EXERCISE GOAL: Reproduce all of the material below word for word.

+ + + + +

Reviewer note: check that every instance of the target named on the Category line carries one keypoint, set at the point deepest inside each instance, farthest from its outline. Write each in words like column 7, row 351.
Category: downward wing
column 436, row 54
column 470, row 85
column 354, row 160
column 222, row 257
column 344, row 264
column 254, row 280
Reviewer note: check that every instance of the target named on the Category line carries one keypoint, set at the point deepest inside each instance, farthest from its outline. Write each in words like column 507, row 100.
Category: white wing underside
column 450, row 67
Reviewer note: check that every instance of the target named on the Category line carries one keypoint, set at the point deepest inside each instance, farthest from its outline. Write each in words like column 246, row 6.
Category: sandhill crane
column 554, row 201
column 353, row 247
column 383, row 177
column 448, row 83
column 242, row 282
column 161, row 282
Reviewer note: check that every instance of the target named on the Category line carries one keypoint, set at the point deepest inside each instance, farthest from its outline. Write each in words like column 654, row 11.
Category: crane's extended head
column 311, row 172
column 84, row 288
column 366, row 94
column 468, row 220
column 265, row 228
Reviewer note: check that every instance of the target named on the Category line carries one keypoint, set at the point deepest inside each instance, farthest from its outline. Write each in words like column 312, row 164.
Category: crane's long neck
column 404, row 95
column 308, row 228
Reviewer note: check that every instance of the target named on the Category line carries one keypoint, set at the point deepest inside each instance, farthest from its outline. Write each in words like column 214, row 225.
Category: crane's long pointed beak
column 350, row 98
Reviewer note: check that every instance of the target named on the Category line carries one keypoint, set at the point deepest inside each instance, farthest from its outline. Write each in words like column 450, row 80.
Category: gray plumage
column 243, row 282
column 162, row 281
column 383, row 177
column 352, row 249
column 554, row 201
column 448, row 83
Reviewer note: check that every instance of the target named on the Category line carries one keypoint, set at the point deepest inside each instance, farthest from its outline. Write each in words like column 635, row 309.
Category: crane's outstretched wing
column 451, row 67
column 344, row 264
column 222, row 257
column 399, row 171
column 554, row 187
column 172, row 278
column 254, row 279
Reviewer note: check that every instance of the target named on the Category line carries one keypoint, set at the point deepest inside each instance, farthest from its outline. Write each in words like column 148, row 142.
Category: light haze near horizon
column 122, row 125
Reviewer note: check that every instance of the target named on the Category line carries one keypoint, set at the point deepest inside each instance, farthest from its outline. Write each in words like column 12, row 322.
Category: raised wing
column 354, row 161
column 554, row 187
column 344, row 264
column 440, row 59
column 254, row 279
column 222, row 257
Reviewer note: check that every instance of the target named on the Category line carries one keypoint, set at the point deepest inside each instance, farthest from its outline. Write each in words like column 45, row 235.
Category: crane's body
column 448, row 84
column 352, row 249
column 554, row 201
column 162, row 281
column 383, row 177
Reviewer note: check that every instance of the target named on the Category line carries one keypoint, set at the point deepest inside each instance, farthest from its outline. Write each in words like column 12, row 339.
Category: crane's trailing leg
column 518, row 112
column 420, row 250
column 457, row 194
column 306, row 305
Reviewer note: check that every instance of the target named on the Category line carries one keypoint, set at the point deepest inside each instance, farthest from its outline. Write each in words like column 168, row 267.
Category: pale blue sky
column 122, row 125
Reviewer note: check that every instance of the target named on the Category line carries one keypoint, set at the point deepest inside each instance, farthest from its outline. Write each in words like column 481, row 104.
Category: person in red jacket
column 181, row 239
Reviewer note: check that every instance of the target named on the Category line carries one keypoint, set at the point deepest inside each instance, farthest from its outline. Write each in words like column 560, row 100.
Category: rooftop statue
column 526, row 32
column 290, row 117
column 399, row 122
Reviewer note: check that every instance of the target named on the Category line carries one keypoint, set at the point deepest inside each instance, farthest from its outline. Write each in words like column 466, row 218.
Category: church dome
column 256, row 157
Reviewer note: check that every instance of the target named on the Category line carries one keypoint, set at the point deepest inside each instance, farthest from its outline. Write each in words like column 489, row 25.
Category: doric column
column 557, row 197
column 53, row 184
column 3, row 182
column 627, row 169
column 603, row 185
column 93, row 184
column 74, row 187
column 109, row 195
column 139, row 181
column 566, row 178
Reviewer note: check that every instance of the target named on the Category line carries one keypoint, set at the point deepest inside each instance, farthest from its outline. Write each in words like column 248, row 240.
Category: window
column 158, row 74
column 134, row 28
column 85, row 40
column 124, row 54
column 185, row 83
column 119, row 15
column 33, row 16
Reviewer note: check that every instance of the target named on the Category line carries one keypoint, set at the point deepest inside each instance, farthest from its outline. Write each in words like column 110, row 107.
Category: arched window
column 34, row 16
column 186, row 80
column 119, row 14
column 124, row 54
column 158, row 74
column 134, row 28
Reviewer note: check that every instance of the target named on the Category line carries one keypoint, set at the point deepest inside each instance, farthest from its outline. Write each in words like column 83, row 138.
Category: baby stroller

+ + + + +

ANSWER TO THIS EXERCISE:
Reviewer note: check that every instance of the target named on the Category line carries one keypoint, set at the point deepest inside each instance, farthest from its outline. Write each in words like column 7, row 351.
Category: downward wing
column 436, row 54
column 470, row 85
column 354, row 160
column 222, row 257
column 344, row 264
column 254, row 280
Reviewer note: check that every instance of the target named on the Category line carries one keypoint, set at the point deepest inside each instance, farthest from its outline. Write each in words like column 507, row 100.
Category: white wing underside
column 450, row 67
Reviewer note: check that every instance of the target named on the Category line carries one keypoint, set at the point deepest inside each instance, farthest from its outline. Write each in words like column 246, row 6.
Category: sandhill crane
column 554, row 201
column 353, row 247
column 383, row 177
column 448, row 83
column 242, row 282
column 161, row 282
Reviewer note: check that every instance of the target named on the Category line carries one keypoint, set at the point deepest inside each instance, farthest from its outline. Write each in words like column 654, row 11.
Category: crane's extended head
column 311, row 172
column 84, row 288
column 366, row 94
column 468, row 220
column 265, row 228
Reviewer note: check that every instance of the target named on the Category line carries one keypoint, set at the point deepest inside each instance, farthest from its outline. Write each in words like column 312, row 164.
Category: crane's long neck
column 404, row 95
column 308, row 228
Reviewer note: check that every instance of the target named on the Category line carries one keypoint, set at the point deepest inside each instance, farthest from its outline. Write each in words like column 214, row 225.
Category: crane's long pointed beak
column 350, row 98
Reviewer note: check that every instance of the target named on the Category line carries one keypoint, set at the point deepest inside each instance, farthest from its outline. Write each in words like column 450, row 80.
Category: gray plumage
column 243, row 282
column 162, row 281
column 383, row 177
column 352, row 249
column 554, row 201
column 448, row 83
Reviewer note: check that every instance of the target named on the Category line carries one keypoint, set at the point deepest inside each instance, farthest from its outline. Write each in words like column 635, row 309.
Category: crane's outstretched wing
column 451, row 67
column 344, row 264
column 222, row 257
column 399, row 171
column 554, row 187
column 172, row 278
column 254, row 279
Reviewer note: check that every instance of the target named on the Category line carries one keypoint, set at the point deepest inside each instance, farthest from its outline. Write each in words like column 148, row 142.
Category: light haze near horizon
column 122, row 125
Reviewer note: check that every instance of the target named on the Category line carries one keypoint, set at the point deepest inside each instance, farthest from its outline. Write each in words like column 12, row 322.
Category: raised wing
column 354, row 161
column 554, row 187
column 344, row 264
column 440, row 59
column 254, row 279
column 222, row 257
Reviewer note: check that every instance of the target named on the Category line carries one keypoint, set at the point deepest inside each instance, farthest from its outline. Write each in words like column 45, row 235.
Category: crane's body
column 448, row 84
column 352, row 249
column 554, row 201
column 162, row 281
column 383, row 177
Reviewer note: check that every instance of the target named on the Category line carries one keypoint, set at the point deepest inside each instance, farthest from its outline. Write each in words like column 12, row 339.
Category: crane's trailing leg
column 518, row 112
column 420, row 250
column 457, row 194
column 306, row 305
Reviewer note: check that every instance of the target named on the Category line carries one keypoint, set at the point deepest inside each instance, farthest from its outline. Write each in words like column 168, row 267.
Category: pale blue sky
column 122, row 125
Reviewer note: check that every instance of the target named on the Category line carries one keypoint, set at the point deepest inside each instance, farthest from its outline. Write each in words like column 481, row 104.
Category: person in red jacket
column 181, row 239
Reviewer note: check that every instance of the target named on the Category line carries one keypoint, set at the point deepest inside each instance, farthest from its outline. Write each in words like column 560, row 100.
Category: rooftop statue
column 526, row 32
column 290, row 117
column 399, row 122
Reviewer note: check that every instance of the target named on the Category line carries one keypoint, set at the point deepest inside each instance, farthest from its outline. Write each in words like column 466, row 218.
Category: church dome
column 256, row 157
Reviewer note: check that every instance of the target named on the Category line carries one keypoint, set at the point deepest inside each instance, farthest from its outline. Write each in words like column 489, row 25.
Category: doric column
column 557, row 197
column 53, row 184
column 3, row 182
column 627, row 169
column 603, row 185
column 93, row 184
column 74, row 187
column 109, row 195
column 139, row 181
column 566, row 178
Reviewer note: check that every instance of the target named on the Category line carries one keypoint, set at the point deepest inside each instance, farthest from its outline. Write each in words like column 248, row 240.
Category: window
column 158, row 74
column 134, row 28
column 85, row 40
column 124, row 54
column 185, row 83
column 119, row 15
column 33, row 16
Reviewer note: check that every instance of the target named on the Category line carries one keypoint, set at the point deepest inside each instance, farthest from its outline. Write each in words like column 110, row 107.
Category: arched window
column 34, row 16
column 186, row 80
column 119, row 14
column 124, row 54
column 158, row 74
column 134, row 28
Reviewer note: check that every instance of the target named on the Category line carries one keypoint, set at the point deepest inside each instance, farthest from its outline. Write each in words like column 83, row 138.
Category: baby stroller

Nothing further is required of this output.